** BRIEF **
The word "below" marks the lines you need; copy each of them from the data.
START INPUT
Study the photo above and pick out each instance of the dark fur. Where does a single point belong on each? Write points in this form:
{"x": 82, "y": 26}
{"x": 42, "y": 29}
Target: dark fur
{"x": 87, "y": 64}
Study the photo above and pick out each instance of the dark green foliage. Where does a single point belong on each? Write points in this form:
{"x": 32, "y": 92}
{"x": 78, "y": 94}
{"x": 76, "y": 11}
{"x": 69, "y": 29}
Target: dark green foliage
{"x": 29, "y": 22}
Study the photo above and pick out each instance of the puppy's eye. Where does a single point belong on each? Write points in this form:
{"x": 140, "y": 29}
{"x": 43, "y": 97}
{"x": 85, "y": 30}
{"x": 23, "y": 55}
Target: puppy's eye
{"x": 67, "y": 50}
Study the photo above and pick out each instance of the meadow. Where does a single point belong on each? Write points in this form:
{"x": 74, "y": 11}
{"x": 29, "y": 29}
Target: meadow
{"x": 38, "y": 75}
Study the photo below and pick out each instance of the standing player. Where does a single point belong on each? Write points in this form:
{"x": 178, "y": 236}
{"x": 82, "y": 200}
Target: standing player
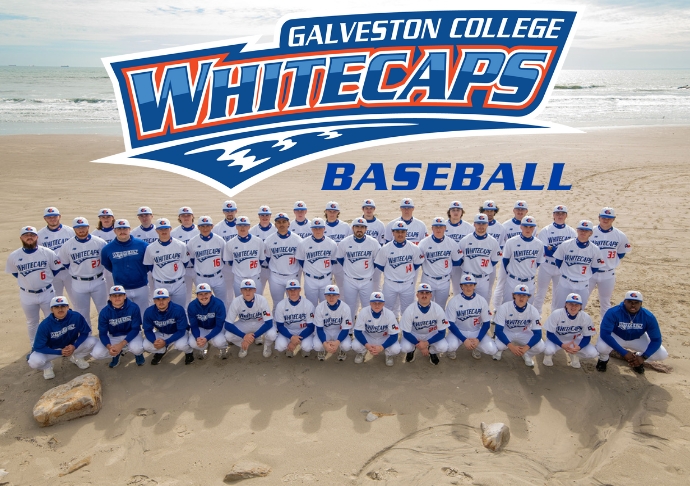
{"x": 577, "y": 260}
{"x": 316, "y": 256}
{"x": 168, "y": 259}
{"x": 522, "y": 255}
{"x": 376, "y": 331}
{"x": 356, "y": 254}
{"x": 518, "y": 328}
{"x": 295, "y": 322}
{"x": 614, "y": 245}
{"x": 333, "y": 321}
{"x": 424, "y": 327}
{"x": 244, "y": 254}
{"x": 399, "y": 261}
{"x": 441, "y": 254}
{"x": 53, "y": 236}
{"x": 480, "y": 254}
{"x": 81, "y": 256}
{"x": 552, "y": 236}
{"x": 469, "y": 320}
{"x": 34, "y": 267}
{"x": 571, "y": 329}
{"x": 281, "y": 249}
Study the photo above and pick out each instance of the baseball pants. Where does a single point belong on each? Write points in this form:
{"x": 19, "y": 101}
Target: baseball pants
{"x": 604, "y": 281}
{"x": 181, "y": 344}
{"x": 32, "y": 305}
{"x": 392, "y": 350}
{"x": 40, "y": 361}
{"x": 486, "y": 345}
{"x": 640, "y": 345}
{"x": 345, "y": 344}
{"x": 83, "y": 292}
{"x": 135, "y": 346}
{"x": 354, "y": 289}
{"x": 521, "y": 338}
{"x": 402, "y": 292}
{"x": 546, "y": 274}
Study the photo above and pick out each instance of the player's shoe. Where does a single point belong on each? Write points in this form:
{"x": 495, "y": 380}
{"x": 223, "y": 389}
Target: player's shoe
{"x": 79, "y": 362}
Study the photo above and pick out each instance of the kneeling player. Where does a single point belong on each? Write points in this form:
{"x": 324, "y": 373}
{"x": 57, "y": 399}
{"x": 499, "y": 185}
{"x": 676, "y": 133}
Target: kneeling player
{"x": 572, "y": 329}
{"x": 333, "y": 321}
{"x": 376, "y": 331}
{"x": 518, "y": 327}
{"x": 165, "y": 323}
{"x": 119, "y": 329}
{"x": 469, "y": 320}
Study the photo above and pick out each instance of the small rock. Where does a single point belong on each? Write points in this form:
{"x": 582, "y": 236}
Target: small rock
{"x": 246, "y": 470}
{"x": 495, "y": 436}
{"x": 77, "y": 398}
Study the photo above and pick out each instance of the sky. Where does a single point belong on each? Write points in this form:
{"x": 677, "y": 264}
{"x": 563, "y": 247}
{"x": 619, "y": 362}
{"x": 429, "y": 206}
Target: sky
{"x": 612, "y": 34}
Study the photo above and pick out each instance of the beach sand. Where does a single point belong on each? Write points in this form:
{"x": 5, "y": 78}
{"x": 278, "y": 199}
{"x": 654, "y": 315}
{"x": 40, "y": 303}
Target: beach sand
{"x": 187, "y": 425}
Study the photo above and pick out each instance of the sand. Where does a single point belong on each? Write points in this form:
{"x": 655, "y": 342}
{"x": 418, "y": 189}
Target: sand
{"x": 184, "y": 425}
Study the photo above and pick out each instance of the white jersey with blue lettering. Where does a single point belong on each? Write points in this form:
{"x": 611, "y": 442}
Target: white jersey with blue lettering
{"x": 358, "y": 256}
{"x": 282, "y": 252}
{"x": 83, "y": 257}
{"x": 439, "y": 255}
{"x": 398, "y": 262}
{"x": 167, "y": 259}
{"x": 424, "y": 325}
{"x": 611, "y": 242}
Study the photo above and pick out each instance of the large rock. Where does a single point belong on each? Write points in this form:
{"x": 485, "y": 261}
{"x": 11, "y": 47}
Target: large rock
{"x": 495, "y": 436}
{"x": 79, "y": 397}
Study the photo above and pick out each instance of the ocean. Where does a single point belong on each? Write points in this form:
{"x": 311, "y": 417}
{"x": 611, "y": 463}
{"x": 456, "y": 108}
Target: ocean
{"x": 44, "y": 100}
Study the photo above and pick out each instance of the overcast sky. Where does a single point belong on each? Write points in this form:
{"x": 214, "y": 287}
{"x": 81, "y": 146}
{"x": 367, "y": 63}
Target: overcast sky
{"x": 613, "y": 34}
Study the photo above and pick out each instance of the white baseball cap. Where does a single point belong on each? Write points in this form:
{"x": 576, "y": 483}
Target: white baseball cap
{"x": 58, "y": 300}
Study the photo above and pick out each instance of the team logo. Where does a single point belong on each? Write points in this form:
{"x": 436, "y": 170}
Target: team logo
{"x": 328, "y": 84}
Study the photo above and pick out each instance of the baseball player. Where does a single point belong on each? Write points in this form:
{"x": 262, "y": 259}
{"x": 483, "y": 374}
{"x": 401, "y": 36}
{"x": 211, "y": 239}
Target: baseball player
{"x": 185, "y": 232}
{"x": 551, "y": 236}
{"x": 34, "y": 267}
{"x": 629, "y": 326}
{"x": 165, "y": 323}
{"x": 316, "y": 256}
{"x": 522, "y": 255}
{"x": 124, "y": 258}
{"x": 281, "y": 248}
{"x": 577, "y": 259}
{"x": 441, "y": 254}
{"x": 480, "y": 254}
{"x": 376, "y": 331}
{"x": 81, "y": 256}
{"x": 63, "y": 333}
{"x": 399, "y": 261}
{"x": 517, "y": 327}
{"x": 248, "y": 319}
{"x": 333, "y": 322}
{"x": 614, "y": 246}
{"x": 511, "y": 228}
{"x": 206, "y": 255}
{"x": 571, "y": 329}
{"x": 168, "y": 259}
{"x": 207, "y": 322}
{"x": 53, "y": 236}
{"x": 245, "y": 254}
{"x": 295, "y": 322}
{"x": 300, "y": 225}
{"x": 469, "y": 320}
{"x": 119, "y": 329}
{"x": 356, "y": 254}
{"x": 424, "y": 327}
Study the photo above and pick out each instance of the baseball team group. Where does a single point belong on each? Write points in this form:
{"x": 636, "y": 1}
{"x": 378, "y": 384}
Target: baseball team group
{"x": 367, "y": 287}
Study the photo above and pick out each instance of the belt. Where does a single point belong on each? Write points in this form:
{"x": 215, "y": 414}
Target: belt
{"x": 37, "y": 291}
{"x": 88, "y": 279}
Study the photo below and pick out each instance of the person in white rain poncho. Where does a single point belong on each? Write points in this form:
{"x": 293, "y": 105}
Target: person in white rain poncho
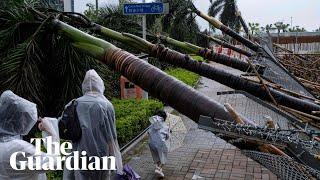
{"x": 97, "y": 120}
{"x": 158, "y": 135}
{"x": 17, "y": 117}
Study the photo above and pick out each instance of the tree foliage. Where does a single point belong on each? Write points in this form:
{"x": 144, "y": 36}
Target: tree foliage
{"x": 227, "y": 10}
{"x": 40, "y": 65}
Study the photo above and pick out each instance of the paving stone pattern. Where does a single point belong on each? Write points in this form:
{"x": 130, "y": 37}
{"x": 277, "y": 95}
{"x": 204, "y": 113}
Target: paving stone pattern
{"x": 203, "y": 154}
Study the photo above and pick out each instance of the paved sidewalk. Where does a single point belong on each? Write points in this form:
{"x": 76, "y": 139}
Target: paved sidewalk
{"x": 203, "y": 154}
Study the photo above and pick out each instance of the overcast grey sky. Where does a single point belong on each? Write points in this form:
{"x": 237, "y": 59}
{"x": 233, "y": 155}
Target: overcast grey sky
{"x": 305, "y": 13}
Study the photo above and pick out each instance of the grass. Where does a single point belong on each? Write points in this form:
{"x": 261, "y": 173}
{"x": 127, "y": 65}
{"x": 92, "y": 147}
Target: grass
{"x": 132, "y": 117}
{"x": 197, "y": 58}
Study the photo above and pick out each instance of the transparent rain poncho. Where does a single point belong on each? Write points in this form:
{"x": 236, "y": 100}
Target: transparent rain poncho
{"x": 97, "y": 119}
{"x": 17, "y": 115}
{"x": 158, "y": 134}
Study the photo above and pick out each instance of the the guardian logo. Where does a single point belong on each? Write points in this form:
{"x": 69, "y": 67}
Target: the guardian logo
{"x": 56, "y": 154}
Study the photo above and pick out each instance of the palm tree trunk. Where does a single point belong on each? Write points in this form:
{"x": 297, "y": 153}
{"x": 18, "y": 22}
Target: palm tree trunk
{"x": 146, "y": 47}
{"x": 230, "y": 80}
{"x": 230, "y": 46}
{"x": 210, "y": 55}
{"x": 160, "y": 85}
{"x": 204, "y": 69}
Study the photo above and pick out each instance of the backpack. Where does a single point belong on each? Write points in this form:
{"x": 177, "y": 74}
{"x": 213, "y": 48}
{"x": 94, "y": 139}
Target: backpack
{"x": 69, "y": 125}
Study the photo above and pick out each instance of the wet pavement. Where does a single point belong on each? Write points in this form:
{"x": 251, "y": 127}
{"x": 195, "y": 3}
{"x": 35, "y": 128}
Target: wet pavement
{"x": 203, "y": 155}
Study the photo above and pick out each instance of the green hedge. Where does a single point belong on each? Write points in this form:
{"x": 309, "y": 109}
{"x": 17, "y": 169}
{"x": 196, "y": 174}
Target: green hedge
{"x": 197, "y": 58}
{"x": 183, "y": 75}
{"x": 132, "y": 117}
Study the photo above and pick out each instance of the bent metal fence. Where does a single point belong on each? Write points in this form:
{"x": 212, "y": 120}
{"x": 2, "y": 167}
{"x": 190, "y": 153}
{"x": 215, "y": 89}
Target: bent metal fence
{"x": 283, "y": 167}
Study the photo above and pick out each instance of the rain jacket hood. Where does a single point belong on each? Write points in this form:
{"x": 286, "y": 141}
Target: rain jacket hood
{"x": 97, "y": 120}
{"x": 17, "y": 115}
{"x": 92, "y": 83}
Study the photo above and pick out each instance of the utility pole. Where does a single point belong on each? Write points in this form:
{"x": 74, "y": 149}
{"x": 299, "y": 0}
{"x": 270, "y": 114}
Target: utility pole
{"x": 144, "y": 24}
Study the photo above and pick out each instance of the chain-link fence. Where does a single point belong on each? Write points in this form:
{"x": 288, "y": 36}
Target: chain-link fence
{"x": 283, "y": 167}
{"x": 275, "y": 72}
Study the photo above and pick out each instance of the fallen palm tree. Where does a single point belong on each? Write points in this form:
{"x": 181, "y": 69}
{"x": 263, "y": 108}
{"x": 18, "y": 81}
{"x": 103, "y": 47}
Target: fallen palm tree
{"x": 145, "y": 46}
{"x": 173, "y": 57}
{"x": 227, "y": 45}
{"x": 274, "y": 70}
{"x": 160, "y": 85}
{"x": 225, "y": 29}
{"x": 210, "y": 55}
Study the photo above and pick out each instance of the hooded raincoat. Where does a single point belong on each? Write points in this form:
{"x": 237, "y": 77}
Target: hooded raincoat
{"x": 158, "y": 134}
{"x": 97, "y": 119}
{"x": 17, "y": 117}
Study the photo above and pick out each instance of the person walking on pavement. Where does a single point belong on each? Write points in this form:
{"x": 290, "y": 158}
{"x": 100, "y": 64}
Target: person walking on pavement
{"x": 158, "y": 135}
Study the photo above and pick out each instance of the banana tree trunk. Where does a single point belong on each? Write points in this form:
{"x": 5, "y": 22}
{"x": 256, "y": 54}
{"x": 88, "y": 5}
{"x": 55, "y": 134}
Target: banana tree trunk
{"x": 230, "y": 80}
{"x": 210, "y": 55}
{"x": 160, "y": 85}
{"x": 146, "y": 46}
{"x": 227, "y": 45}
{"x": 204, "y": 69}
{"x": 216, "y": 23}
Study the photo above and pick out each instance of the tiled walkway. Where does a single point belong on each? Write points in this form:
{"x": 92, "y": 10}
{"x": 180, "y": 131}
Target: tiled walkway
{"x": 203, "y": 155}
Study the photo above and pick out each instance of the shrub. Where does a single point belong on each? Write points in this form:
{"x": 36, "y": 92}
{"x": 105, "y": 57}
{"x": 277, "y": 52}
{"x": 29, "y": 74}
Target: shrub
{"x": 132, "y": 117}
{"x": 183, "y": 75}
{"x": 197, "y": 58}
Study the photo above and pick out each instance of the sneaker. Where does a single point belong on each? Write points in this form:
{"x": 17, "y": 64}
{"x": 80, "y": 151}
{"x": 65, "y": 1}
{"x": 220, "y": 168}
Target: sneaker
{"x": 159, "y": 172}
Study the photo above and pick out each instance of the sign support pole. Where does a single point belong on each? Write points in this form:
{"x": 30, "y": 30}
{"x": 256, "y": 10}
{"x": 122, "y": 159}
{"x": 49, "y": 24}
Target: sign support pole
{"x": 144, "y": 24}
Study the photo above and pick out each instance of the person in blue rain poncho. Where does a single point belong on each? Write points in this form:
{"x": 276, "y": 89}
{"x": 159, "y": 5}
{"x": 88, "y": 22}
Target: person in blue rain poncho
{"x": 17, "y": 117}
{"x": 158, "y": 135}
{"x": 97, "y": 120}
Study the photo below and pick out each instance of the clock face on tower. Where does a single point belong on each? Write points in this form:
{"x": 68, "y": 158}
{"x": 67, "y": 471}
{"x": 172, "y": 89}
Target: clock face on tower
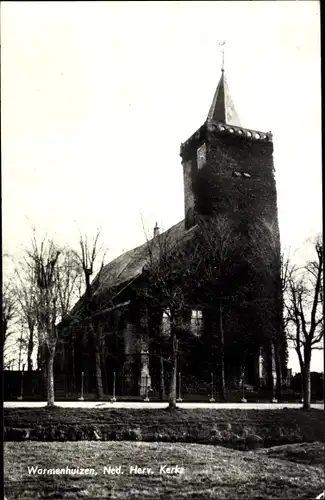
{"x": 201, "y": 156}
END INPUT
** RESULT **
Study the photo below and pick out each instance of the standing player. Where does a single point belong on each? Write points in this form:
Study the photo below and pick out each instance of the person in white rain poncho. Where does a single point belong on each? Write points in this form:
Study the photo below and pick out each instance of the clock face on tower. Where does a single point belong on each? Write points in this form:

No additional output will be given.